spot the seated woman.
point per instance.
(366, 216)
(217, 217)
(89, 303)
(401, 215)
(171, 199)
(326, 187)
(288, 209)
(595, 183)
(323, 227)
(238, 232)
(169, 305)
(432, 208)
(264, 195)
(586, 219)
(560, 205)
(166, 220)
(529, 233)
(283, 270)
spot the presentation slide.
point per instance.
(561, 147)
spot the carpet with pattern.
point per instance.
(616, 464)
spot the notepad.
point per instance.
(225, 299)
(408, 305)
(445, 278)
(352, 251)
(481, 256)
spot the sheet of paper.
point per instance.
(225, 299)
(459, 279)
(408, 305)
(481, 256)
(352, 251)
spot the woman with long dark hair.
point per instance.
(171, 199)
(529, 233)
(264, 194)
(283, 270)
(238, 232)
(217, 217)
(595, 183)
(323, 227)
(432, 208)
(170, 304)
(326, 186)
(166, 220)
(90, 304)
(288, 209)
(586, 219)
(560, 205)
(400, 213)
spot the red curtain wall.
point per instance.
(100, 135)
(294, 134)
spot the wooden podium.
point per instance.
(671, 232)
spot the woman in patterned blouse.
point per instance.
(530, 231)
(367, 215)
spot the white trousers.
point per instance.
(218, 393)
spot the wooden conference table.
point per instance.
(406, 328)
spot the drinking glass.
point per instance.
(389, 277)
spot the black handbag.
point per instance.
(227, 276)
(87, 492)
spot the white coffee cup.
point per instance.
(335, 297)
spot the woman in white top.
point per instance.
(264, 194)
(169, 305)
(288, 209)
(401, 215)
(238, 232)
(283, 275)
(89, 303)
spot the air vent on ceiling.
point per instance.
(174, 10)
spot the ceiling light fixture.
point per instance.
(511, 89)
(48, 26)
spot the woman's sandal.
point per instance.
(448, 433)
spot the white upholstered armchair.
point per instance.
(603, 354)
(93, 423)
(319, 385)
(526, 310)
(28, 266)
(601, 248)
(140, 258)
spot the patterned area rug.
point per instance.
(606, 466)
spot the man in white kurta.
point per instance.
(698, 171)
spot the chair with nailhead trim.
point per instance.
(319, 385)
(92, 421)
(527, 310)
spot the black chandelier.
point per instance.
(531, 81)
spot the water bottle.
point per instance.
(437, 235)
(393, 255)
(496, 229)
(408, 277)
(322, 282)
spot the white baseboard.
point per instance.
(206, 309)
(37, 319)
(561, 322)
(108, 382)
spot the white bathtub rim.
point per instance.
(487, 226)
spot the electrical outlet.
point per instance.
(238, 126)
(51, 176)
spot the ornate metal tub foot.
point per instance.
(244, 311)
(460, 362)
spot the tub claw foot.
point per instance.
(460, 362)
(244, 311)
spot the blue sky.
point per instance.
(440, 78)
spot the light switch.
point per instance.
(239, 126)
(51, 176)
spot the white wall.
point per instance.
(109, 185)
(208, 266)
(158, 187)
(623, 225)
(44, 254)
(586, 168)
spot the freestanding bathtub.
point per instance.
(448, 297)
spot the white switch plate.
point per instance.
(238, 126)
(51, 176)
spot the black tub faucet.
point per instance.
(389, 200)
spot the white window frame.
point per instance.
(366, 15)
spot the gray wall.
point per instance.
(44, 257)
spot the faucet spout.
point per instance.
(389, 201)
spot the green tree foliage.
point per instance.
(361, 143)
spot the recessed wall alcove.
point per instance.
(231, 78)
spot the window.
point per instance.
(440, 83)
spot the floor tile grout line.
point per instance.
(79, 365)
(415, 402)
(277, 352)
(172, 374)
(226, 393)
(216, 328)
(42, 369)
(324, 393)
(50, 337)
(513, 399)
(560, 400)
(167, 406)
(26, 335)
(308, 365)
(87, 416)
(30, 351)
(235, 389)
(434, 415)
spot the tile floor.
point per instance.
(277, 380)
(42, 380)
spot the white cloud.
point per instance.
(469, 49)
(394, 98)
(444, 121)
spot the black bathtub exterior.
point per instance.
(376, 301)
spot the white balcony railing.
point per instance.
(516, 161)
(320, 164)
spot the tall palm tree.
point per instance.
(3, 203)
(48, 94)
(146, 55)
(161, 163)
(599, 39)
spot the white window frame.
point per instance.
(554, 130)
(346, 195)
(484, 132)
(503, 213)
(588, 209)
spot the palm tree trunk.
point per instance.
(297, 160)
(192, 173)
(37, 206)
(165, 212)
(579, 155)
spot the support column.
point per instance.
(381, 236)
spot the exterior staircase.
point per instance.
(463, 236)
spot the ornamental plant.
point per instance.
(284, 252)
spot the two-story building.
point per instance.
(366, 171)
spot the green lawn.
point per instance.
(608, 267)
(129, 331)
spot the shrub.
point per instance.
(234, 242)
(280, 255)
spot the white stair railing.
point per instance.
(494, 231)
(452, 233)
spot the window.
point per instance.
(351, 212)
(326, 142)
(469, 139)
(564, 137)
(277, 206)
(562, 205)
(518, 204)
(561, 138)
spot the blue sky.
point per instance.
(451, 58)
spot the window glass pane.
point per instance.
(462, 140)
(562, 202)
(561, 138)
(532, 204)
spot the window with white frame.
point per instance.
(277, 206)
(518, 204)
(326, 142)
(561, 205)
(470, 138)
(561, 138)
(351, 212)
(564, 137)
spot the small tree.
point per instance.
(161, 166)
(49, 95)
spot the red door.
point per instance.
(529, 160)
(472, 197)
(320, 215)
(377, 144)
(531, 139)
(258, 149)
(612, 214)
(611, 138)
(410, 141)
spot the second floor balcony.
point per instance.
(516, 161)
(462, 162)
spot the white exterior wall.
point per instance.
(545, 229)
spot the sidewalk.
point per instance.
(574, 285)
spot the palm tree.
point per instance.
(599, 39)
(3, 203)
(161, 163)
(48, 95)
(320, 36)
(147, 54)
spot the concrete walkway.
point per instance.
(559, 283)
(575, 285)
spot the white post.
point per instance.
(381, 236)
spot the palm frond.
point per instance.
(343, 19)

_SET PROBLEM:_
Copy out the whole listing above, line for line, without changing a single character.

_TASK SOLUTION:_
spot the seated woman.
point per instance.
(366, 216)
(217, 217)
(89, 303)
(401, 215)
(171, 199)
(326, 187)
(288, 209)
(595, 183)
(323, 227)
(238, 232)
(169, 305)
(432, 208)
(264, 195)
(586, 219)
(560, 205)
(166, 220)
(529, 233)
(283, 270)
spot the presentation slide.
point per instance.
(561, 147)
spot the carpet with pattern.
point per instance.
(616, 464)
spot the notepad.
point per instance.
(225, 299)
(408, 305)
(445, 278)
(352, 251)
(481, 256)
spot the sheet of paper.
point per instance.
(225, 299)
(459, 279)
(408, 305)
(481, 256)
(352, 251)
spot the woman with long dark hair.
point per instance.
(171, 199)
(529, 233)
(264, 194)
(283, 270)
(238, 232)
(217, 217)
(595, 183)
(323, 227)
(432, 208)
(170, 304)
(326, 186)
(166, 220)
(90, 304)
(288, 209)
(586, 219)
(560, 205)
(400, 213)
spot the red curtain wall.
point per instance.
(100, 135)
(294, 134)
spot the wooden podium.
point per instance.
(671, 232)
spot the woman in patterned blouse.
point per instance.
(530, 231)
(367, 215)
spot the white trousers.
point per instance.
(218, 393)
spot the wooden conference table.
point per instance.
(406, 328)
spot the drinking glass.
point per instance.
(389, 277)
spot the black handbag.
point per instance.
(227, 276)
(87, 492)
spot the white coffee cup.
point per instance.
(335, 297)
spot the woman in white top.
point per instance.
(264, 194)
(169, 305)
(288, 209)
(401, 215)
(238, 232)
(283, 275)
(89, 303)
spot the air vent on ceiling.
point per instance.
(174, 10)
spot the ceiling light fixture.
point per instance.
(511, 89)
(48, 26)
spot the woman's sandal.
point per instance.
(448, 433)
spot the white upholstered armchair.
point per instance.
(603, 354)
(93, 423)
(319, 385)
(526, 310)
(28, 266)
(601, 248)
(140, 258)
spot the patterned area rug.
point per instance.
(606, 466)
spot the man in white kurta.
point per instance.
(698, 171)
spot the chair with nailhead trim.
point per instance.
(319, 385)
(92, 421)
(527, 310)
spot the black chandelier.
point per instance.
(531, 81)
spot the water bottle.
point per instance.
(437, 235)
(393, 255)
(496, 229)
(408, 277)
(322, 282)
spot the white baseboard.
point per instance.
(206, 309)
(37, 319)
(561, 322)
(108, 382)
spot the white bathtub rim.
point per instance.
(487, 226)
spot the electrical outlet.
point per instance.
(238, 126)
(51, 176)
spot the ornate metal tub foot.
point per instance.
(244, 311)
(460, 362)
spot the tub claw foot.
point per instance.
(460, 362)
(244, 311)
spot the blue sky.
point per instance.
(440, 78)
spot the light switch.
point per instance.
(239, 126)
(51, 176)
spot the white wall.
point per instance.
(109, 185)
(208, 266)
(158, 187)
(623, 225)
(44, 254)
(586, 168)
spot the freestanding bathtub.
point per instance.
(448, 297)
spot the white switch plate.
point per instance.
(238, 126)
(51, 176)
spot the black tub faucet.
point per instance.
(389, 200)
spot the white window frame.
point per instance.
(366, 15)
spot the gray wall.
point per instance.
(44, 257)
spot the faucet spout.
point per instance.
(389, 201)
spot the green tree foliage.
point per instance.
(361, 143)
spot the recessed wall alcove.
point per instance.
(231, 78)
spot the window.
point per instance.
(440, 83)
spot the floor tile grout line.
point per instance.
(79, 365)
(415, 402)
(277, 352)
(172, 374)
(226, 393)
(216, 328)
(42, 369)
(324, 393)
(50, 337)
(513, 399)
(560, 400)
(167, 406)
(26, 335)
(308, 365)
(87, 416)
(30, 351)
(235, 389)
(434, 415)
spot the tile floor.
point per instance.
(277, 380)
(42, 380)
spot the white cloud.
point per instance.
(469, 49)
(394, 98)
(444, 121)
spot the black bathtub exterior.
point per instance.
(376, 301)
spot the white balcony railing.
point per instance.
(516, 161)
(320, 164)
spot the tall palm tree.
point per instance.
(3, 203)
(48, 94)
(146, 55)
(161, 163)
(599, 39)
spot the white window frame.
point per instance.
(554, 130)
(346, 195)
(484, 132)
(503, 213)
(588, 209)
spot the palm tree trunk.
point per instance.
(297, 160)
(192, 173)
(37, 206)
(165, 212)
(579, 155)
spot the support column.
point per instance.
(381, 236)
spot the exterior staircase.
point per instance.
(463, 236)
spot the ornamental plant.
point per instance.
(284, 252)
spot the two-story building.
point per instance.
(366, 171)
spot the green lawn.
point per instance.
(608, 267)
(129, 331)
spot the shrub.
point per instance.
(234, 242)
(280, 255)
spot the white stair railing.
point per instance.
(494, 231)
(452, 233)
spot the window.
point per instance.
(351, 212)
(326, 142)
(469, 139)
(564, 137)
(277, 206)
(562, 205)
(518, 204)
(561, 138)
spot the blue sky.
point per instance.
(451, 58)
spot the window glass pane.
point per instance.
(462, 140)
(562, 202)
(561, 138)
(532, 204)
spot the window with white frame.
point per instance.
(277, 206)
(518, 204)
(326, 142)
(561, 205)
(470, 138)
(561, 138)
(351, 212)
(564, 137)
spot the small tree.
point per instance.
(161, 166)
(49, 95)
spot the red door.
point per instance.
(529, 160)
(472, 197)
(320, 215)
(377, 144)
(531, 139)
(258, 149)
(612, 214)
(611, 138)
(410, 141)
spot the second floor balcony.
point per instance.
(516, 161)
(462, 162)
spot the white exterior wall.
point per instance.
(545, 229)
spot the sidewalk.
point per instance.
(574, 285)
spot the palm tree.
point per instance.
(599, 39)
(3, 203)
(161, 163)
(48, 95)
(320, 36)
(147, 54)
spot the concrete walkway.
point per instance.
(559, 283)
(575, 285)
spot the white post.
point per instance.
(381, 236)
spot the palm frond.
point per instance.
(343, 19)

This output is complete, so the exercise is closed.